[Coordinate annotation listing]
>>>
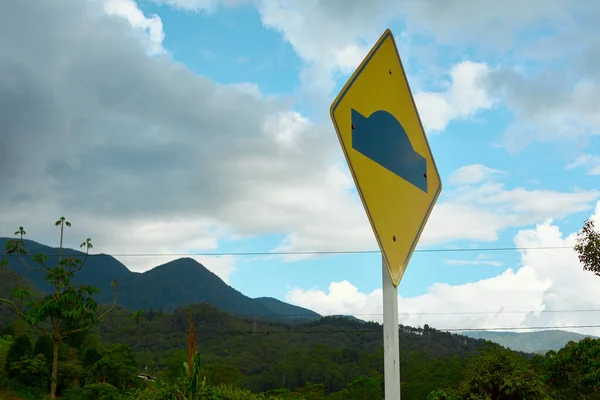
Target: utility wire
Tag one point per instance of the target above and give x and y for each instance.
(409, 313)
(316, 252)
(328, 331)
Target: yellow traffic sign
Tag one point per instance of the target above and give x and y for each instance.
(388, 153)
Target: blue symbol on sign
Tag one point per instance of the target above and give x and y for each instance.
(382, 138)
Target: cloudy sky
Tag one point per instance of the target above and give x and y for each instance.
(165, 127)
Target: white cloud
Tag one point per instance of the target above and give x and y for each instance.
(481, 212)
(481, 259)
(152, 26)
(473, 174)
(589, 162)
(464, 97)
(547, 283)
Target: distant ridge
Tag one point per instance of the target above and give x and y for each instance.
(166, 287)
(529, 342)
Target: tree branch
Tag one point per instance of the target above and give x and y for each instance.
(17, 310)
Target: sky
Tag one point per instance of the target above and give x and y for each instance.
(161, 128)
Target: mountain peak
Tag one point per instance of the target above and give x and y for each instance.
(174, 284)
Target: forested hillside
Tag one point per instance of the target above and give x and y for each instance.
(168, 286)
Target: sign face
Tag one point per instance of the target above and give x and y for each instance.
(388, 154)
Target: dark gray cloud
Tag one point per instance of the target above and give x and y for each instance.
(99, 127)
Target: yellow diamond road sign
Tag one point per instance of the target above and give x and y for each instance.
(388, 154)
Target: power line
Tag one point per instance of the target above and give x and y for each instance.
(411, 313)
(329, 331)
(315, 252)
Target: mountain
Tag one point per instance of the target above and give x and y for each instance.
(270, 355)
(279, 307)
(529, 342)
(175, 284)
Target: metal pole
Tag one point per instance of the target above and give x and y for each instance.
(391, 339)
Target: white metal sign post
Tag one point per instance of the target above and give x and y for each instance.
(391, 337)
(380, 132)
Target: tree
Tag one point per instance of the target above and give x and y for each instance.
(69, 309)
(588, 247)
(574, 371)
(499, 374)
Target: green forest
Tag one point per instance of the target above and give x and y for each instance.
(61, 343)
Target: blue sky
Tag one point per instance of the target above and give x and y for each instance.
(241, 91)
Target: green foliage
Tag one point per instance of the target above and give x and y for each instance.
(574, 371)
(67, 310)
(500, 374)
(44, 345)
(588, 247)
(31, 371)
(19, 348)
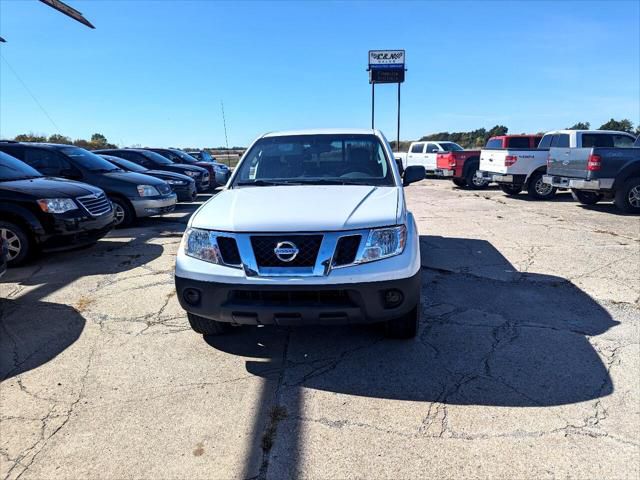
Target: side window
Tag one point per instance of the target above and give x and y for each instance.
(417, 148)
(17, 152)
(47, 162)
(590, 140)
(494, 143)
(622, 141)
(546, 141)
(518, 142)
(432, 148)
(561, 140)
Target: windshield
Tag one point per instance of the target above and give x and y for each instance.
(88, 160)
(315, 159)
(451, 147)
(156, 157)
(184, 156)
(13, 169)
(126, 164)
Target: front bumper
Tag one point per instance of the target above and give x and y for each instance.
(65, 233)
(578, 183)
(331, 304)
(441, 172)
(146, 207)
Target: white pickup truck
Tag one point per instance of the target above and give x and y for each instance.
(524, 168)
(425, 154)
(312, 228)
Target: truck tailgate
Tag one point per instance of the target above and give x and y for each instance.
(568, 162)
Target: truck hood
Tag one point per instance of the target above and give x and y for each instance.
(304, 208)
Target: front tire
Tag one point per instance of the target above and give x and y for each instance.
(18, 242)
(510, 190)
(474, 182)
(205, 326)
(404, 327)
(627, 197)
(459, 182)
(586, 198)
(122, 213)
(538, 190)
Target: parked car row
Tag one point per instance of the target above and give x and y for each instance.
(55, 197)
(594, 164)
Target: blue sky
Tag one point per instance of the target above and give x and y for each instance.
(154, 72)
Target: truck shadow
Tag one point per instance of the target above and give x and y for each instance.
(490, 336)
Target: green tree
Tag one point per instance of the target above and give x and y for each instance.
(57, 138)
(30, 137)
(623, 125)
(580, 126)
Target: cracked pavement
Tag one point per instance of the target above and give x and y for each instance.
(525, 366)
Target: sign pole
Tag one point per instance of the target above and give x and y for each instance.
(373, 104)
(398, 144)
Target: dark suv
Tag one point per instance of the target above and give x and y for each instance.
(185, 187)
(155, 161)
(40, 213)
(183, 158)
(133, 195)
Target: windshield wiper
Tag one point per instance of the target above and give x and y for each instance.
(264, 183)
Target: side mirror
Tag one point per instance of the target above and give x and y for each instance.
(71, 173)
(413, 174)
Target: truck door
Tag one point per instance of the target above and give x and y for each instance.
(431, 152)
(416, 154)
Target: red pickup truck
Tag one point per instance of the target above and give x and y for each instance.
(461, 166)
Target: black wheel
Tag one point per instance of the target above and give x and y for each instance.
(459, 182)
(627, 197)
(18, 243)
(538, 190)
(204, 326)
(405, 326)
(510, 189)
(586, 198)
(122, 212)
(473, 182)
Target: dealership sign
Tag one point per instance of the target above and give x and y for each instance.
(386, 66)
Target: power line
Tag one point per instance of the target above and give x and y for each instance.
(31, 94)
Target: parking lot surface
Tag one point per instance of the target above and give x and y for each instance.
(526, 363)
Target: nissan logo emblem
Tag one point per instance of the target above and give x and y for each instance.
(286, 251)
<<<
### EXERCISE
Reproduce, line for line, the part of the listing above that runs from the line containing "Target: parking lot surface" through the end of the listing, including both ends.

### RESPONSE TO THE EXERCISE
Target: parking lot surface
Tag one point per instance of the target above and give x and y for each instance.
(526, 363)
Target: nissan logo emblem
Tag one point per instance of the target above and give x and y for each instance.
(286, 251)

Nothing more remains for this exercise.